SOURCE PASSAGE:
⁂

This article was written by Microsoft employee Jeff Van Nortwick as part of the Humans of IT Guest Blogger series. Read on to learn how Jeff uses hardware and software to try and determine the root cause of his daughter's sleep walking episodes.
My daughter, Katie, suffers from a combination of Epilepsy and something you might call sleep walking. This sleep walking behavior happens every night - about twelve or more times per night; at seemingly random intervals. When combined, the two conditions pose a very real and severe threat to her safety because at any moment, while sleep walking, she might suffer a seizure, fall and hurt herself. The problem with this behavior is that she often experiences seizures while sleep walking and ends up stumbling around her room, or falling to the floor, only to get back up and continue the cycle. Our family has sought out help from numerous medical professionals, followed their advice, participated in sleep studies, etc., but none of that has improved the situation. Therefore, I am now trying to determine the triggers for this behavior, in order to see if I can improve the situation myself.
One of the first things I did in order to try and understand the root cause of the problem was to install a security camera in her room. Here, I use a combination of a PC and Blue Iris Software to monitor and record her sleeping. This video has proven to be the most reliable way to determine what is going on at night. However, it's very challenging to watch over eight hours of video - even at 128 times speed - every day. I have therefore tried and had some success in using Microsoft's Video Indexer Service to highlight relevant portions of the video. My main challenge here is upload speed from my home to the cloud.
The next device I tried to use in order to help the situation was a simple Fitbit Alta HR. I thought that we might learn something by looking at her resting heart rate throughout the night. So far, the data has not helped me predict when an episode might occur, but it does help me understand where in my video feed I should look for episodes. The following is a crude screen capture I stitched together to show how heart rate spikes correspond to nightly episodes.

⁂

(Stored data)
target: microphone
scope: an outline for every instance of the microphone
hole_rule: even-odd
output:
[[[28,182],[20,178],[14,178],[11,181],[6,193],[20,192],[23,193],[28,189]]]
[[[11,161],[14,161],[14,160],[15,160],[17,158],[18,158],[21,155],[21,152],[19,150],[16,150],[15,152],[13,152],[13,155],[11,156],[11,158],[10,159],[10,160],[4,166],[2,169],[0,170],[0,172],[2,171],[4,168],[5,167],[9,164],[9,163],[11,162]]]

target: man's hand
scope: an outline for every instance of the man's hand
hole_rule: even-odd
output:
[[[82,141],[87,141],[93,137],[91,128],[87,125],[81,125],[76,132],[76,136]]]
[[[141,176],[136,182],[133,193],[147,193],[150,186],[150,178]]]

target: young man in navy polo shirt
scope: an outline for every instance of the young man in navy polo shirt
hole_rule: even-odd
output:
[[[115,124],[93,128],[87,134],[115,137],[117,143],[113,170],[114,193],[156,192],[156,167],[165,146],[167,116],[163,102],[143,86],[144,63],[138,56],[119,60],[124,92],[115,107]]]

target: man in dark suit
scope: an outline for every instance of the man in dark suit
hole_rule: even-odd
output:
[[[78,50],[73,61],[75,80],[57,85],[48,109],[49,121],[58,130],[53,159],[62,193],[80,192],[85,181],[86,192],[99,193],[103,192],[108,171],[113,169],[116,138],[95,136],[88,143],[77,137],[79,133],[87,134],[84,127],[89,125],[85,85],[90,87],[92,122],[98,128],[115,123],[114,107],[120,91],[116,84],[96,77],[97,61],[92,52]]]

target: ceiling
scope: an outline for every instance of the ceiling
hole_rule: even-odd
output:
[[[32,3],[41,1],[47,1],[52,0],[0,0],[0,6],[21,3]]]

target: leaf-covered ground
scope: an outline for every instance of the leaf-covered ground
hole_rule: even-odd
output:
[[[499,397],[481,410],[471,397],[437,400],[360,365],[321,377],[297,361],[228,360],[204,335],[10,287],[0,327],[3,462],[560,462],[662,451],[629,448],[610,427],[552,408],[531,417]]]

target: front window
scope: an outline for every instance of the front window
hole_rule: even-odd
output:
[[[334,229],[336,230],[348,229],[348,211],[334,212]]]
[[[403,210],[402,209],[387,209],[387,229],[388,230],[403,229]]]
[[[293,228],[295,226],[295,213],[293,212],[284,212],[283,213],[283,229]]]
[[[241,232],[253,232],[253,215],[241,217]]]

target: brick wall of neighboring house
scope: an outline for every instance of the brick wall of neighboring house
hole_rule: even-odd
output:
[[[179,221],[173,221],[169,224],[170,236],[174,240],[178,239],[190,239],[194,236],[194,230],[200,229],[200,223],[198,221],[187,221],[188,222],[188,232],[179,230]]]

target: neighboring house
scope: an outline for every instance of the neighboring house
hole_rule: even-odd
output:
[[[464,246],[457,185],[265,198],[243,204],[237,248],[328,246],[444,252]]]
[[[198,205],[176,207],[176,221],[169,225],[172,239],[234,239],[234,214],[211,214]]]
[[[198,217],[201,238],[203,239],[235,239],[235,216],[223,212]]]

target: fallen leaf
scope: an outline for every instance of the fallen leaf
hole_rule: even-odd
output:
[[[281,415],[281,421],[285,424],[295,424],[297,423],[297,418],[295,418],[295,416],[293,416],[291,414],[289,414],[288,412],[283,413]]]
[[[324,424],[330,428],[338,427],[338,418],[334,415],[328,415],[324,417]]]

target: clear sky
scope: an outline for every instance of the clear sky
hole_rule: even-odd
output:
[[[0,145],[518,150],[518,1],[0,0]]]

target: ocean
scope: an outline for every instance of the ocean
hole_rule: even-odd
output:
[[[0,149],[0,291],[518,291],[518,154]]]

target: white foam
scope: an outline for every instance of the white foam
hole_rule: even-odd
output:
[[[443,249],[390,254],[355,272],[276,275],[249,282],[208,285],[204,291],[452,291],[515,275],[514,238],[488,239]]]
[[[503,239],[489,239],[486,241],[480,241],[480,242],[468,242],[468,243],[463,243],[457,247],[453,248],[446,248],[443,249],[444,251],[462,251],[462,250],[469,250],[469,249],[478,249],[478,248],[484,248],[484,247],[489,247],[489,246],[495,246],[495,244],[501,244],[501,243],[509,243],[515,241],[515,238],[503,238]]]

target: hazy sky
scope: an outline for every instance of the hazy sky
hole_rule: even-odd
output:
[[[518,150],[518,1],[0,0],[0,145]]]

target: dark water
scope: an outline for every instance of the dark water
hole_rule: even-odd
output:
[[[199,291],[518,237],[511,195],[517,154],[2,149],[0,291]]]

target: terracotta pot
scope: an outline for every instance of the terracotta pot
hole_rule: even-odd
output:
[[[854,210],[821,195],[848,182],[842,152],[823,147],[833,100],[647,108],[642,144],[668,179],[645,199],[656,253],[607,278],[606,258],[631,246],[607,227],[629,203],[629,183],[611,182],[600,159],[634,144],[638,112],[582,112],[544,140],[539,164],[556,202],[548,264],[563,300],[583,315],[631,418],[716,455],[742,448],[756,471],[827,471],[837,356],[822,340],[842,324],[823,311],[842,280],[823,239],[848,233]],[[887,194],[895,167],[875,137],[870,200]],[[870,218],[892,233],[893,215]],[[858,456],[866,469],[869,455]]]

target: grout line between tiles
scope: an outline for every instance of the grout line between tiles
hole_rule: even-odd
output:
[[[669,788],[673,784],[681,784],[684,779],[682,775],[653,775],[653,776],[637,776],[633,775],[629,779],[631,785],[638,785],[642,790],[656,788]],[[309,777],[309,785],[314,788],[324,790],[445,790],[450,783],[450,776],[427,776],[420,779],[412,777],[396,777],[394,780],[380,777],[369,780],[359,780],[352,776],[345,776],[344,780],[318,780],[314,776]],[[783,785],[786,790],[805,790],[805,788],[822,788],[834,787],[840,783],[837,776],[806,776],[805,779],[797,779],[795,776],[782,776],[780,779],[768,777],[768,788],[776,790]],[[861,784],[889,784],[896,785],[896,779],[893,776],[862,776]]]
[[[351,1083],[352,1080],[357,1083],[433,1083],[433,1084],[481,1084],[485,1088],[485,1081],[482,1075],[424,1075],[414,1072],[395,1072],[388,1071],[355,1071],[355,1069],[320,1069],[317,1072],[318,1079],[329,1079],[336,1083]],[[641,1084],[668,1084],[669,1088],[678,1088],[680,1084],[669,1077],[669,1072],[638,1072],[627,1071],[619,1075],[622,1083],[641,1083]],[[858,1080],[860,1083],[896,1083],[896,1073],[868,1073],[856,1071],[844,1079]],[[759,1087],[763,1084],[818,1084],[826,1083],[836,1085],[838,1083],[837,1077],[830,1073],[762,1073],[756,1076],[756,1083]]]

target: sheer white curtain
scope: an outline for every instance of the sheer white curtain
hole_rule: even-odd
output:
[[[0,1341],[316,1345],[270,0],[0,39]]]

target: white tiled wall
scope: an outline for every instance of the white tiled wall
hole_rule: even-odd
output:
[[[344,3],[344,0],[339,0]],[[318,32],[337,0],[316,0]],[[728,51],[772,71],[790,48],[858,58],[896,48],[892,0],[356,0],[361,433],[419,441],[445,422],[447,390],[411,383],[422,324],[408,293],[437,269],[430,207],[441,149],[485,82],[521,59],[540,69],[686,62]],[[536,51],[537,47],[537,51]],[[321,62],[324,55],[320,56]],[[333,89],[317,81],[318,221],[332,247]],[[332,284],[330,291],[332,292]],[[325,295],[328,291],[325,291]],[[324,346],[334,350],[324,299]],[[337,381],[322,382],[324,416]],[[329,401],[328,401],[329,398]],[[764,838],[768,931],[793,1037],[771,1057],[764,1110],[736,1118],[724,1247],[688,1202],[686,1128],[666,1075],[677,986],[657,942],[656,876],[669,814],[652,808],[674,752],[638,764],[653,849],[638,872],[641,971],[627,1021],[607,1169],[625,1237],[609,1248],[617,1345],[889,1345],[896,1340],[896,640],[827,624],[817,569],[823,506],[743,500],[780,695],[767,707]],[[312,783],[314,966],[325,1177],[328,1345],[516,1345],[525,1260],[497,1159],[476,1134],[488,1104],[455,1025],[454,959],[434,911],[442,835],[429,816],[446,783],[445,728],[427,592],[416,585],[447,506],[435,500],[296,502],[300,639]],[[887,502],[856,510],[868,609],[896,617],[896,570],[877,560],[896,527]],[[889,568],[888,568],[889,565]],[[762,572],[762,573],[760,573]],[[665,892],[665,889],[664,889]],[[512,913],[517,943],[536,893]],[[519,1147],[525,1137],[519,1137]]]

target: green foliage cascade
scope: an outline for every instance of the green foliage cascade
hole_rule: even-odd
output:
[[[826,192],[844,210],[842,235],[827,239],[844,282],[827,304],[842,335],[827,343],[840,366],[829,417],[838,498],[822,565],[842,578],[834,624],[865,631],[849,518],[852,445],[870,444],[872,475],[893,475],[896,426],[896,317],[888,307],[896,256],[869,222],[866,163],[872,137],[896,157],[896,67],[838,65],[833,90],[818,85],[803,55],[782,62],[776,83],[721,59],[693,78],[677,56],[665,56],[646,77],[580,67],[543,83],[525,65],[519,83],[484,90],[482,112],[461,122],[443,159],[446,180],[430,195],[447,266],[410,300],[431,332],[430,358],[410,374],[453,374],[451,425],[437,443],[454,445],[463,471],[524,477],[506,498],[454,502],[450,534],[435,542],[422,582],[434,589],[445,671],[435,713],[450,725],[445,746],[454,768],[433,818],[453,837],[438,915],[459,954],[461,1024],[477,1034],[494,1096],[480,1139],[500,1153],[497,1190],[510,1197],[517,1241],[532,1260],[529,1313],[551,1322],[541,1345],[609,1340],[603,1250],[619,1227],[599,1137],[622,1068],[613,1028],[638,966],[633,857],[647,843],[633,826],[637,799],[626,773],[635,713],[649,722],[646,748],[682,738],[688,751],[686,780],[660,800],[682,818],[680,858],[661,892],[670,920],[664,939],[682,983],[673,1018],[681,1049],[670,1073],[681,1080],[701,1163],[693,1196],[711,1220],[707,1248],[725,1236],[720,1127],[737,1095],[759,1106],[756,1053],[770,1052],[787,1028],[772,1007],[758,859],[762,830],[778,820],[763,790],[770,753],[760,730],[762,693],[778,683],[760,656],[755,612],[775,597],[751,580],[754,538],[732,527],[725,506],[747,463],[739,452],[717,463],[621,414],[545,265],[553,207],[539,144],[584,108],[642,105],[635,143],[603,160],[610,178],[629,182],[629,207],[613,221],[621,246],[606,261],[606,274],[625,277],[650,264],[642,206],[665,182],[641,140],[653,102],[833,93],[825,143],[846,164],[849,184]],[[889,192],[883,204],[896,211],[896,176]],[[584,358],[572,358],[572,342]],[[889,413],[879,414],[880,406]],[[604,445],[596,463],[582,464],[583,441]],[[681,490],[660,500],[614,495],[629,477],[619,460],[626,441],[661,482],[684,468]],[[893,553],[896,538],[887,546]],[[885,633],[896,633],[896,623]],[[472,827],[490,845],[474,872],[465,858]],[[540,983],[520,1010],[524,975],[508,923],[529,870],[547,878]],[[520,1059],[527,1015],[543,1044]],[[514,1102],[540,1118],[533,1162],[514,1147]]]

⁂

THE TASK: Transcribe word for word the passage of the sleep walking article that begins at the words "One of the first" and ends after the words "to the cloud.".

ANSWER TO THIS EXERCISE:
One of the first things I did in order to try and understand the root cause of the problem was to install a security camera in her room. Here, I use a combination of a PC and Blue Iris Software to monitor and record her sleeping. This video has proven to be the most reliable way to determine what is going on at night. However, it's very challenging to watch over eight hours of video - even at 128 times speed - every day. I have therefore tried and had some success in using Microsoft's Video Indexer Service to highlight relevant portions of the video. My main challenge here is upload speed from my home to the cloud.